EXERCISE A: Summarize the post on the levels of simulacra in two sentences.
EXERCISE B: Proceed with the post on the levels of simulacra, starting from the point where it stops.

SOURCE PASSAGE:
The levels of simulacra



I keep forgetting the name of that grandiose opera set designer of Vienna work I run into all the time. It’s Ludovico Ottavio Burnacini. See Mathäus Küsel, The hellmouth, set design from Il Pomo D’Oro

Zvi Mowshowitz explicates some interesting models of how truth-telling works, but because he is, er, loquacious, it helps to have shorter versions of his posts to refer to. Which I might write here.

Original: Zvi Moshowitz on simulacra and subjectivity:

Contrast that with the newer definition that’s based on what it means to say “There’s a lion across the river”[…]

Level 1
There’s a lion across the river.
Level 2
I do’t want to go (or have other people go) across the river.
Level 3
I’m with the popular kids who are too cool to go across the river.
Level 4
A firm stance against trans-river expansionism focus grouped well with undecided voters in my constituency.

SUPPLIED ENTRIES:
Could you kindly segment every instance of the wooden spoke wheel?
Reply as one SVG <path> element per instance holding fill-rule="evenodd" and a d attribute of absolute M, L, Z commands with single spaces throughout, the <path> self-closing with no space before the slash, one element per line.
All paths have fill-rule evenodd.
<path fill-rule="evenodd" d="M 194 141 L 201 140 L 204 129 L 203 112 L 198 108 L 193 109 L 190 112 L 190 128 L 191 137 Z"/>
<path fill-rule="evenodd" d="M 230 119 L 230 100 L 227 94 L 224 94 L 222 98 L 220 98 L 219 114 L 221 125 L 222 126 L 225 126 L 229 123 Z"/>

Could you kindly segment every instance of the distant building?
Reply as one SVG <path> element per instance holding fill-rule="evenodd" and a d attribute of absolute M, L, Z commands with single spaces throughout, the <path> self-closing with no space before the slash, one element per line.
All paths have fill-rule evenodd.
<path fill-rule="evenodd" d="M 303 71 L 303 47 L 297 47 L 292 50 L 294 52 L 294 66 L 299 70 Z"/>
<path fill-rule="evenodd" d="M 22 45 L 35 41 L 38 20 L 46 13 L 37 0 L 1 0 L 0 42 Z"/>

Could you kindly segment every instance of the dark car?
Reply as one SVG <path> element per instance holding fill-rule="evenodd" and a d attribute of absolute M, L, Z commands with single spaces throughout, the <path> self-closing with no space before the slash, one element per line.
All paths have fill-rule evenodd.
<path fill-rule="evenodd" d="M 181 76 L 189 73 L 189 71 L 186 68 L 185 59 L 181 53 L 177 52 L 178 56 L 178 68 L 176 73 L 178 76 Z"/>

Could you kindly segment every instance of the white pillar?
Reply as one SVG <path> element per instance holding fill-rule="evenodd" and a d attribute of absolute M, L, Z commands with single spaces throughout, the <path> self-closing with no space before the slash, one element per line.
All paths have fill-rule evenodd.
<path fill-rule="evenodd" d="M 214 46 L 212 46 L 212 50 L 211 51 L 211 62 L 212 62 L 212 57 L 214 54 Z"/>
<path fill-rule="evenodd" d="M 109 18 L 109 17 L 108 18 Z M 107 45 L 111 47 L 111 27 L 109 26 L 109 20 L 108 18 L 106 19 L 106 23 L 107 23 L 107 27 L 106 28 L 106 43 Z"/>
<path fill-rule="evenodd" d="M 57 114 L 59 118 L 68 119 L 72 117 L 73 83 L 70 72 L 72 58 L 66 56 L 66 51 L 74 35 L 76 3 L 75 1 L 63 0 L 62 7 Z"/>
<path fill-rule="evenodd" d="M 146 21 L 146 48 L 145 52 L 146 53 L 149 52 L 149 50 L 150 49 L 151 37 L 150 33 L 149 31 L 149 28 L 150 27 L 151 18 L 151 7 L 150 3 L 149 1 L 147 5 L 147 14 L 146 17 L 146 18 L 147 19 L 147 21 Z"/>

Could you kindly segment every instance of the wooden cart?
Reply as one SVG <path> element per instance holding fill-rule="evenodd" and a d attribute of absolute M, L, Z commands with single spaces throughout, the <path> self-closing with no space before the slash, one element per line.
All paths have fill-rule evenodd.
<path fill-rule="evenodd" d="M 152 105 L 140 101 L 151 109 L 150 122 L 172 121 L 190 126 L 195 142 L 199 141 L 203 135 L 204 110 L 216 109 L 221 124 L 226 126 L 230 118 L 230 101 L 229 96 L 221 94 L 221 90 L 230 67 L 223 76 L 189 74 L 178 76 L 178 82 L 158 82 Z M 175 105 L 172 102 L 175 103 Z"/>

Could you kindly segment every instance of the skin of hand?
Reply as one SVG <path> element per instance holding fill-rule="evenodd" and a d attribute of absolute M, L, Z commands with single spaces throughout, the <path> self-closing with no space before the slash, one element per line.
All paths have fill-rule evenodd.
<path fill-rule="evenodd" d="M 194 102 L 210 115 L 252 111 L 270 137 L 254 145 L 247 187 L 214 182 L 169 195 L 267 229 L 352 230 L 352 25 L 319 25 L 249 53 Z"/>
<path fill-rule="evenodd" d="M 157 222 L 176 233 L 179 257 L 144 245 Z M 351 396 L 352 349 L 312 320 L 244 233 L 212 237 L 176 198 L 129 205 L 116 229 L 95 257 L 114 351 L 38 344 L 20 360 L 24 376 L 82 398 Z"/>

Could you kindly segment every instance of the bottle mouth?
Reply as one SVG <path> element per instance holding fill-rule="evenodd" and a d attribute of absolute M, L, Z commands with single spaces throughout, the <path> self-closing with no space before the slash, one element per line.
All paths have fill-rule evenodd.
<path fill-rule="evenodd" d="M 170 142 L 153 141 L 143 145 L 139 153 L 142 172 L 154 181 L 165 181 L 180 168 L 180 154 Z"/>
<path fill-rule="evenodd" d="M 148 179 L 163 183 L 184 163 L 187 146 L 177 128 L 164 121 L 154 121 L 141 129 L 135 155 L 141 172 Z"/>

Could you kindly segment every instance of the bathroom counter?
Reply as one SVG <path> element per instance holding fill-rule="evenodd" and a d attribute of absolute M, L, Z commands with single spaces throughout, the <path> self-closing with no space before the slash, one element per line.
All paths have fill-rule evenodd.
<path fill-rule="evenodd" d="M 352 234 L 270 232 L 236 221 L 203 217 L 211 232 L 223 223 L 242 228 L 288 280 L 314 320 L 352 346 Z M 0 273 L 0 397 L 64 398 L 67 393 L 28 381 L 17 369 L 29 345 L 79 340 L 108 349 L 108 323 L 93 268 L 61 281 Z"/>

EXERCISE ANSWER A: The author notes that Zvi Mowshowitz explains interesting models of how truth-telling works and, because he is loquacious, suggests writing shorter versions of his posts to refer to. Using the statement "There's a lion across the river," the post lays out four levels: a plain claim that a lion is there; a wish not to go, or have other people go, across the river; a sign of being with the popular kids who are too cool to cross; and a firm stance against trans-river expansionism that focus grouped well with undecided voters.

EXERCISE ANSWER B:
Or alternatively, and isomorphic to the Lion definition, from my previous simulacra post:

“There’s a pandemic headed our way from China” means…

Level 1
“There’s a pandemic headed our way from China.”
Level 2
“I want you to act as if you think there might be a pandemic on our way from China” while hoping to still be interpreted by the listener as meaning “There’s a pandemic headed our way from China.”
Level 3
“I wish to associate with the group that claims there is a pandemic headed our way from China.”
Level 4
“It is advantageous for me to say there is a pandemic headed our way from China.”

We can think of this as a kind of shading from pure discussion of the world-as-it-is to conflict-theoretic manoeuvring, perhaps.